#### RECORDS PROVIDED

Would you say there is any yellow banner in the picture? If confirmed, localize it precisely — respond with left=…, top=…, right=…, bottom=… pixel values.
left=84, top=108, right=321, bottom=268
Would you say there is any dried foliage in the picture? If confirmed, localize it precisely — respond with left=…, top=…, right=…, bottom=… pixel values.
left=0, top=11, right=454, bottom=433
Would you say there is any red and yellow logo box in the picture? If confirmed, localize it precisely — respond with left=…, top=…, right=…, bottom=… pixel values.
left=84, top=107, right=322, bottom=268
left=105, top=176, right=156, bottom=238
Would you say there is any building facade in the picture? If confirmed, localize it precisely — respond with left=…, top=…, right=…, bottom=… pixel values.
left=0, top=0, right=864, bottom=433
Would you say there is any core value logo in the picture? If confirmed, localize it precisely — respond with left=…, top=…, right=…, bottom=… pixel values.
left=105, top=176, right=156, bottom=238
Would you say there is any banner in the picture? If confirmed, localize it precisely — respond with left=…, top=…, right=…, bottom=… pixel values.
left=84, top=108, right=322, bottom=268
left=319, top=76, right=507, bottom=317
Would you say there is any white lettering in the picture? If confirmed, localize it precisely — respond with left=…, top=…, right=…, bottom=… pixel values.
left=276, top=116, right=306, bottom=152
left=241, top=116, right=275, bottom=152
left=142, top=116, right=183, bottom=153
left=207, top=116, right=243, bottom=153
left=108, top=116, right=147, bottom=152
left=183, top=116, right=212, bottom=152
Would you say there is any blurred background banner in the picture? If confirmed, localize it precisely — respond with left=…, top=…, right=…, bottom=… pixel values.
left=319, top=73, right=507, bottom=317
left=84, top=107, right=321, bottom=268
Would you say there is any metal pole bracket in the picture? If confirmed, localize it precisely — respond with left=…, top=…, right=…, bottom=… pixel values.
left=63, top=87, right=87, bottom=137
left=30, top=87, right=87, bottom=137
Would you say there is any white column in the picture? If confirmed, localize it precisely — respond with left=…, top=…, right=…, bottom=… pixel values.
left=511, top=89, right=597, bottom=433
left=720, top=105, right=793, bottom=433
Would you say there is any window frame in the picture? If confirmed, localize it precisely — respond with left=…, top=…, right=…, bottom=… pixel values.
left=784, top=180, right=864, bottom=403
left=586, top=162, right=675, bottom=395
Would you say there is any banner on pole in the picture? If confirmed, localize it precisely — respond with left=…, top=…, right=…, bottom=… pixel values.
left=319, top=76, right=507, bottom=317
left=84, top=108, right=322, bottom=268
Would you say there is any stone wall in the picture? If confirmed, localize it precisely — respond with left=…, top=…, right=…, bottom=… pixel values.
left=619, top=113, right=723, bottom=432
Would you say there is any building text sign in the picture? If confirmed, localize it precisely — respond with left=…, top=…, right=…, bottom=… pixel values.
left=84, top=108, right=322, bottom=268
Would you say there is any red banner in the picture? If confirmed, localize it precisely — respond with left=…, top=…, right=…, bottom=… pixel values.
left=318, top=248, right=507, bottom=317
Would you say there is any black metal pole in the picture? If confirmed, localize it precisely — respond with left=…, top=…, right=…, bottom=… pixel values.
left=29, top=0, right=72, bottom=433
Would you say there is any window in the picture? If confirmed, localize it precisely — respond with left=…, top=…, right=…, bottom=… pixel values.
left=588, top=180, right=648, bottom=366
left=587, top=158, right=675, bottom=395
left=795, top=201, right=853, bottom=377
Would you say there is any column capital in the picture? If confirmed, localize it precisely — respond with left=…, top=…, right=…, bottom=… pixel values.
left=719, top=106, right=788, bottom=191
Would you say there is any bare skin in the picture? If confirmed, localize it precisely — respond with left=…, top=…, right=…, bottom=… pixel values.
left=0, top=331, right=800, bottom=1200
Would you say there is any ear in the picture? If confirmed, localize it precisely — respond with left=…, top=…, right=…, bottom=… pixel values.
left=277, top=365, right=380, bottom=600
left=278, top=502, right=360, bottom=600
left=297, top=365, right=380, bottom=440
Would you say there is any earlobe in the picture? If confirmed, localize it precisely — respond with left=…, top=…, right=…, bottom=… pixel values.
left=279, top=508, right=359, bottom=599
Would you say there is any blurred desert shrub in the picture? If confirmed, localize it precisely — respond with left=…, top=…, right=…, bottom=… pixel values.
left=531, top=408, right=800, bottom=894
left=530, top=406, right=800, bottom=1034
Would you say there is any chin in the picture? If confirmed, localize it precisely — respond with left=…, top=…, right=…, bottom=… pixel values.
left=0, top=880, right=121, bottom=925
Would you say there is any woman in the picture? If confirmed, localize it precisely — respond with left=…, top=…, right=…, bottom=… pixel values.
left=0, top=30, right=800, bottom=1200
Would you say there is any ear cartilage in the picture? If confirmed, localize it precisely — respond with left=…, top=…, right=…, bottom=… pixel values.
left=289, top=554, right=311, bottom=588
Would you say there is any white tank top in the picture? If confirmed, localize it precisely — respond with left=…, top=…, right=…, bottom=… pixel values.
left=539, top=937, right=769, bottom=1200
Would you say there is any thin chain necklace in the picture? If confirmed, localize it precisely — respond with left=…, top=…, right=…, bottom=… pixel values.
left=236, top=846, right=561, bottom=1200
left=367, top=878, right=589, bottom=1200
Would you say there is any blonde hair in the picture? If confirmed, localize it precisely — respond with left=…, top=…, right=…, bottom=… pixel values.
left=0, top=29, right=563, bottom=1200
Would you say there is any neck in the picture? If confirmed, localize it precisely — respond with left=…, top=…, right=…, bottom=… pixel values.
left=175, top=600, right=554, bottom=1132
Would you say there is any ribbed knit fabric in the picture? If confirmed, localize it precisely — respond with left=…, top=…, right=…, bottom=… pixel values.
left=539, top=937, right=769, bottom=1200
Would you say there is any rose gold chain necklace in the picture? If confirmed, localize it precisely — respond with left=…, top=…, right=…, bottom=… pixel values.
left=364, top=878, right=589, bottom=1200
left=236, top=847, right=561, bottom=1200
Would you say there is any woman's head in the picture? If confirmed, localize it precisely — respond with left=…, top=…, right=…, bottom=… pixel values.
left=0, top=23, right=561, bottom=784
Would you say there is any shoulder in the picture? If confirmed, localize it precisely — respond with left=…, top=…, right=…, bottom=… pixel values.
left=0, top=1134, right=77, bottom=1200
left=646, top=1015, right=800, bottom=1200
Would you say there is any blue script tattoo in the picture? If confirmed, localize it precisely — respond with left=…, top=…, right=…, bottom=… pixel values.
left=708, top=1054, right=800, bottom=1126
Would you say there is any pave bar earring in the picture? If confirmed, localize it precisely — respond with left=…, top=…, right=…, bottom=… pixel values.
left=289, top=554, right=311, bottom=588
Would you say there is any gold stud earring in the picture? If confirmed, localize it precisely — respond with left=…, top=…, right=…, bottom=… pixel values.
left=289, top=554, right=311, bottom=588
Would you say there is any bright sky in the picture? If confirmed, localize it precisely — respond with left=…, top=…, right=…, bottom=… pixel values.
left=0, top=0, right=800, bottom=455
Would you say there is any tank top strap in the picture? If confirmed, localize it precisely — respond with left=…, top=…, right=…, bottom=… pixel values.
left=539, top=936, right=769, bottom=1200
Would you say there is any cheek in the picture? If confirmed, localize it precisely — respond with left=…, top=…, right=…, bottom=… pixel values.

########

* PROMPT
Filter the entries and copy out every line that contains the word "earring".

* CORRECT RESPONSE
Would you say there is any pave bar earring in the picture? If confirmed, localize it precisely — respond with left=…, top=…, right=…, bottom=… pixel values.
Would you say there is any gold stud earring in the picture? If confirmed, localize it precisely — respond with left=…, top=…, right=…, bottom=… pixel values.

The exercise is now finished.